- _GIVEN EXERCISE_
Copy out all of the data below word for word, leaving the pictures out.
──────── DATA TO USE ────────
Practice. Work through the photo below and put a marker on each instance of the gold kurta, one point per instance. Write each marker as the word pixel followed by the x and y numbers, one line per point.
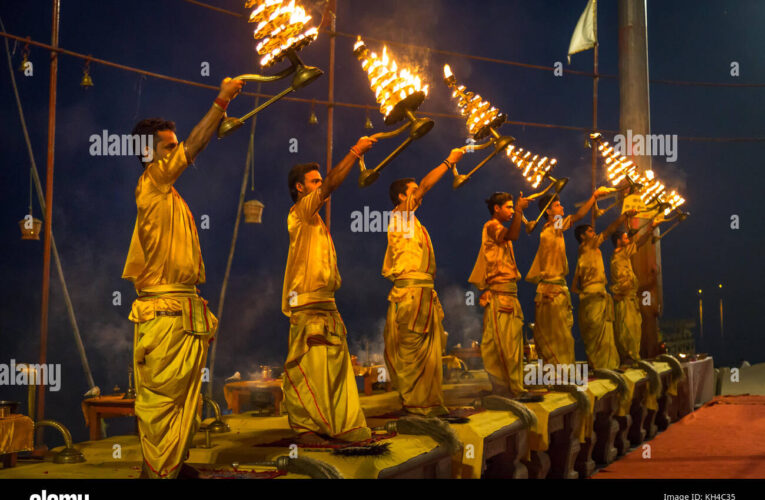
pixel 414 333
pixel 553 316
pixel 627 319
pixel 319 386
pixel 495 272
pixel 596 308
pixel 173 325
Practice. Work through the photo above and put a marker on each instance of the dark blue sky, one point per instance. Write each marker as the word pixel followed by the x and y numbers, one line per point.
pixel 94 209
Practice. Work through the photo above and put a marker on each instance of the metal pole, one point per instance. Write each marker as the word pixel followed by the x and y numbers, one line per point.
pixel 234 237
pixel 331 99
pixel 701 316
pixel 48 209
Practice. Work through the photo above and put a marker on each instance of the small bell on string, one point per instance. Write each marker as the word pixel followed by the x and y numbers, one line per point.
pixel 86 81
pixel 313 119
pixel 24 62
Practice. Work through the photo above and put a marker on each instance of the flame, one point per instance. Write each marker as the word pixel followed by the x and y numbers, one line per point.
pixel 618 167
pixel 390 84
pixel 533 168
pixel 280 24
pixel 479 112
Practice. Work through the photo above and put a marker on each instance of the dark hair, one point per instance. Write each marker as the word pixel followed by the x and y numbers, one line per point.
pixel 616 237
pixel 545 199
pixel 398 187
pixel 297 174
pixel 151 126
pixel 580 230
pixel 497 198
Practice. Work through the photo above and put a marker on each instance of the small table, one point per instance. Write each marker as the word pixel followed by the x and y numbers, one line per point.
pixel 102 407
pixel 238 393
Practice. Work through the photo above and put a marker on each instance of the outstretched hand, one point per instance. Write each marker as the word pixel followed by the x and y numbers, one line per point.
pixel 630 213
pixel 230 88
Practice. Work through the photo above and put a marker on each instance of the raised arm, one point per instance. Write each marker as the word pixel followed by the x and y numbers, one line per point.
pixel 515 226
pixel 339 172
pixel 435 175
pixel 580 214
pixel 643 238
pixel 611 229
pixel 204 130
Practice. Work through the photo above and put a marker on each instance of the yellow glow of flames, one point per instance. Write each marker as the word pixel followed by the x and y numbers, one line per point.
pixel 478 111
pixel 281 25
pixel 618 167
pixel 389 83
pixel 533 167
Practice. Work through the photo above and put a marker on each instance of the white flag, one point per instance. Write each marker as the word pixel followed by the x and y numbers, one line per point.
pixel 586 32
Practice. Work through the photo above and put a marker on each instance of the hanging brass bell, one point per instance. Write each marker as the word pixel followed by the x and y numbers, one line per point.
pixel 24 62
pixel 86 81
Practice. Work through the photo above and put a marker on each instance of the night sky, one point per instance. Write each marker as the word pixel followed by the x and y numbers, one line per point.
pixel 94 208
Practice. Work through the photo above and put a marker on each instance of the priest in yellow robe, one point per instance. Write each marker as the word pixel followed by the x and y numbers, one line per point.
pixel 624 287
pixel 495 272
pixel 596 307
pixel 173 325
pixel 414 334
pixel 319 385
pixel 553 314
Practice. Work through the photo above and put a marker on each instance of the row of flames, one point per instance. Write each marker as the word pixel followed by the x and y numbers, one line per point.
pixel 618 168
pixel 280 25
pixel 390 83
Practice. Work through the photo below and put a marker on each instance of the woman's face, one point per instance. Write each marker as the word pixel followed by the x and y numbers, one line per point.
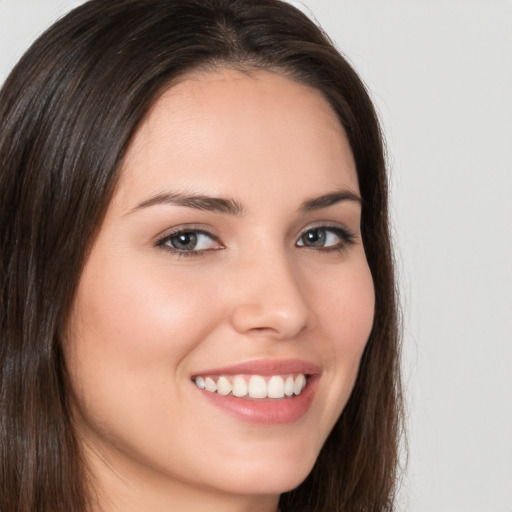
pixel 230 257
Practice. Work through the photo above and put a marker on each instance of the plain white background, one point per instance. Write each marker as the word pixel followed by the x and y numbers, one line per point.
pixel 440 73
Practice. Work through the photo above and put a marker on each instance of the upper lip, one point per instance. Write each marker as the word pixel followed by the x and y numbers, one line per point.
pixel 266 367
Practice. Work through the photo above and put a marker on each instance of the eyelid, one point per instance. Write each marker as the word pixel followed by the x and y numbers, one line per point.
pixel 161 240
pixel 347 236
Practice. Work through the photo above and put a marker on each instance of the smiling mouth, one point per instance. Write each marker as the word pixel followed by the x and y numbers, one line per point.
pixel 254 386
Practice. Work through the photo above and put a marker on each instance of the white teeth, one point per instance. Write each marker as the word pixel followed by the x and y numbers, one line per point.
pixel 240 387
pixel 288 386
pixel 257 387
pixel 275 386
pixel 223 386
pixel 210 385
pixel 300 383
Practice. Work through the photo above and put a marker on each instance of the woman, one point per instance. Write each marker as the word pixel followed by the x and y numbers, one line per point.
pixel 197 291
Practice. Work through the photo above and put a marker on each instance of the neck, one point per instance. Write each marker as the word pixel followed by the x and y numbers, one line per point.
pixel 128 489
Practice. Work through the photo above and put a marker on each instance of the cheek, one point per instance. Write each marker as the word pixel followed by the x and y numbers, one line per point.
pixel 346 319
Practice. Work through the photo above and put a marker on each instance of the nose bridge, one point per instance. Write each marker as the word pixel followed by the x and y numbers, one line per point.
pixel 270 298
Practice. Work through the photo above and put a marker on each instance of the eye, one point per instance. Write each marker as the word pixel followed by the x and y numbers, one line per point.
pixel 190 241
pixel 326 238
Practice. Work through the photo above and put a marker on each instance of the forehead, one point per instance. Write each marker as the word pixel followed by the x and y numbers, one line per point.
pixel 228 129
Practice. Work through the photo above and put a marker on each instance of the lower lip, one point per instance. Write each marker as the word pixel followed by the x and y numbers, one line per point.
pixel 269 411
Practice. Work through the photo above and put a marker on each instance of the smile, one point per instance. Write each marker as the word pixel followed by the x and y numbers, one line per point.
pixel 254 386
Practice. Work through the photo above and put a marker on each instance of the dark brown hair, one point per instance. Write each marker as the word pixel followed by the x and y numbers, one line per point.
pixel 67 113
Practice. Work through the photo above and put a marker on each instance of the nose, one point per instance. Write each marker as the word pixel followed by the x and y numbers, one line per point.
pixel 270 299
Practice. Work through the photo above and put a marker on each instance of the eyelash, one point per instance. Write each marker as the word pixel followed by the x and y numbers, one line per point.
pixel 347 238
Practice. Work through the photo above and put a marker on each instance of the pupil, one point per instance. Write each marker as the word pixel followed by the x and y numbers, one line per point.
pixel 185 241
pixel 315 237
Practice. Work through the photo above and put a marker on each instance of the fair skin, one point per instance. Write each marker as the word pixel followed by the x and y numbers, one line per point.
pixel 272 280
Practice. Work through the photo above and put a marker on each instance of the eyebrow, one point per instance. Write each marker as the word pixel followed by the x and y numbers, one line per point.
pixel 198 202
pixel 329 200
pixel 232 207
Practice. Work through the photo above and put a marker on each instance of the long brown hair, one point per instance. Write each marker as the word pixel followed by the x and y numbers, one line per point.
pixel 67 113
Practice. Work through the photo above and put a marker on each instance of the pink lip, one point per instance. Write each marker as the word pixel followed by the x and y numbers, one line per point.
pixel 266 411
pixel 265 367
────────
- _WRITTEN ANSWER_
Practice. Work through the photo below and put a marker on each instance of the gold kurta, one point per instance. Write each marker as the word pixel followed by the x and y numbers, one line per point.
pixel 414 333
pixel 553 316
pixel 627 319
pixel 319 386
pixel 495 272
pixel 596 308
pixel 173 325
Practice. Work through the photo above and put a marker on each instance of the dark blue sky, one point per instance. Write each marker as the word pixel followed by the x and y numbers, one line per point.
pixel 94 209
Practice. Work through the photo above and put a marker on each instance of the metal pole, one point per instance. Write each marker as the word pixel followed by the x and y numbers, one line per point.
pixel 234 237
pixel 331 99
pixel 701 316
pixel 48 209
Practice. Work through the photo above and put a marker on each instance of the small bell on string, one point per instance. Write each marker as the word pixel followed by the x and y numbers, one line per point.
pixel 86 81
pixel 313 119
pixel 24 62
Practice. Work through the photo above and put a marker on each instance of the flame, one point per instance. Write each marker as the word pixel followed by the x and y numbers, one line per point.
pixel 618 167
pixel 390 84
pixel 533 168
pixel 280 24
pixel 479 112
Practice. Work through the photo above and put a marker on each instance of the dark hair, one point per instance. Write each marker as the word pixel followed by the x and y numbers, one line per point.
pixel 616 237
pixel 545 199
pixel 398 187
pixel 297 174
pixel 151 126
pixel 580 230
pixel 497 198
Practice. Work through the photo above and put a marker on each instance of the small table, one point per instance. Write each marker as the word pixel followed by the x and y numbers, one line per point.
pixel 102 407
pixel 238 393
Practice. Work through the photo above and put a marker on each instance of the outstretched hand, one point per instance. Write each marker as the word pixel followed by the x and y numbers, one line per point.
pixel 630 213
pixel 230 88
Practice. Work through the photo above and put a marker on each instance of the raised arm, one point per instance. Write each marker as the word pixel followed by the x and y numbers, one line per point.
pixel 515 226
pixel 339 172
pixel 435 175
pixel 580 214
pixel 643 238
pixel 611 229
pixel 204 130
Practice. Work through the photo above and put a marker on each instance of the yellow glow of flames, one point per instance. Write each marker as the word pixel followed by the x and y numbers, one line per point.
pixel 478 111
pixel 281 25
pixel 618 167
pixel 389 83
pixel 533 167
Practice. Work through the photo above and put a marker on each instance of the white flag, one point per instance. Write each marker as the word pixel followed by the x and y numbers, one line per point.
pixel 586 32
Practice. Work through the photo above and put a marker on each instance of the hanging brass bell, one point per instance. Write each marker as the word pixel followed by the x and y numbers, one line per point.
pixel 24 62
pixel 86 81
Practice. Work through the photo above and put a marker on each instance of the night sky, one point per instance. Write each marker as the word pixel followed by the x and y numbers, one line per point.
pixel 94 208
Practice. Work through the photo above and put a marker on each instance of the priest in yellow robe, one point per instance. Write each marker as the word pixel followed by the x and y numbers, one line per point.
pixel 624 287
pixel 495 272
pixel 596 307
pixel 173 325
pixel 414 334
pixel 319 385
pixel 553 314
Practice. Work through the photo above and put a marker on each instance of the row of flames, one point per instance. Write each marker as the word pixel followed by the x and y numbers, one line per point.
pixel 618 168
pixel 280 25
pixel 390 83
Practice. Work through the photo below and put a marker on each instance of the woman's face, one point per instance. Write each marker as the word pixel followed by the x and y numbers, one line per point.
pixel 230 257
Practice. Work through the photo above and put a marker on each instance of the plain white background, one point per instance. Write each marker as the word pixel followed by the x and y numbers, one line per point.
pixel 440 73
Practice. Work through the photo above and put a marker on each instance of the upper lip, one point per instance. Write each marker as the word pixel followed by the x and y numbers, one line per point.
pixel 266 367
Practice. Work through the photo above and put a marker on each instance of the eyelid, one point per instance. Write each marker as the word pixel followed by the x and y numbers, one line per point.
pixel 161 240
pixel 347 236
Practice. Work through the photo above and put a marker on each instance of the smiling mouth, one point per instance. Write each marker as the word pixel followed by the x and y numbers, one line per point.
pixel 254 386
Practice. Work through the photo above and put a marker on each instance of the white teeth, one point per instance. Write each marker as the word pixel followed by the x and y numbers, one line per point.
pixel 240 387
pixel 288 386
pixel 257 387
pixel 275 386
pixel 223 386
pixel 210 385
pixel 300 383
Practice. Work through the photo above and put a marker on each instance of the woman, one point per instance. Write each marker as the word pixel followed by the x and y numbers, one line per point.
pixel 197 291
Practice. Work through the photo above and put a marker on each instance of the neck, one point per instance. Write each marker as the word pixel followed by the x and y numbers, one line per point.
pixel 128 489
Practice. Work through the photo above and put a marker on each instance of the cheek, one point per instance. Write each marker as the word pixel followed by the x and y numbers, one line per point.
pixel 346 319
Practice. Work through the photo above and put a marker on each instance of the nose bridge, one point per instance. Write each marker as the word pixel followed by the x and y numbers, one line per point.
pixel 270 298
Practice. Work through the photo above and put a marker on each instance of the eye, one point per instance. Write each marker as the word pixel followed by the x and y numbers, one line per point.
pixel 190 241
pixel 326 238
Practice. Work through the photo above and put a marker on each instance of the forehead, one point per instance. Write each marker as the word pixel followed by the x and y numbers, one line per point.
pixel 228 129
Practice. Work through the photo above and put a marker on each instance of the lower lip, one point per instance. Write each marker as the word pixel followed by the x and y numbers, one line per point.
pixel 269 411
Practice. Work through the photo above and put a marker on each instance of the smile, one point per instance. Write each marker as the word pixel followed by the x and y numbers, one line per point.
pixel 254 386
Practice. Work through the photo above and put a marker on each instance of the dark brown hair, one point per instance. Write each marker as the word pixel followed by the x and y numbers, one line per point.
pixel 67 113
Practice. Work through the photo above and put a marker on each instance of the nose, one point per instance. Write each marker as the word pixel followed by the x and y numbers, one line per point.
pixel 270 299
Practice. Work through the photo above and put a marker on each instance of the eyelash, one point per instance. Write each marker as the word pixel followed by the x and y numbers, one line per point.
pixel 347 238
Practice. Work through the photo above and put a marker on each instance of the pupil, one point per instance. Write each marker as the word pixel followed by the x and y numbers, one line per point.
pixel 185 241
pixel 315 237
Practice. Work through the photo above and put a marker on each instance of the fair skin, one point per instance. Write each marker as the word pixel followed by the x and y numbers, one line per point.
pixel 272 280
Practice. Work through the photo above and put a marker on each instance of the eyebrow, one point per instance. Write each marker as the word pixel followed by the x and y numbers, one line per point.
pixel 198 202
pixel 329 200
pixel 232 207
Practice. Work through the photo above and put a marker on each instance of the long brown hair, one point per instance. Write each marker as the word pixel followed by the x and y numbers, one line per point.
pixel 67 113
Practice. Work through the photo above and put a marker on each instance of the pink lip, one point per instance. Write each marker as the word pixel followed by the x and y numbers, one line per point.
pixel 266 411
pixel 265 367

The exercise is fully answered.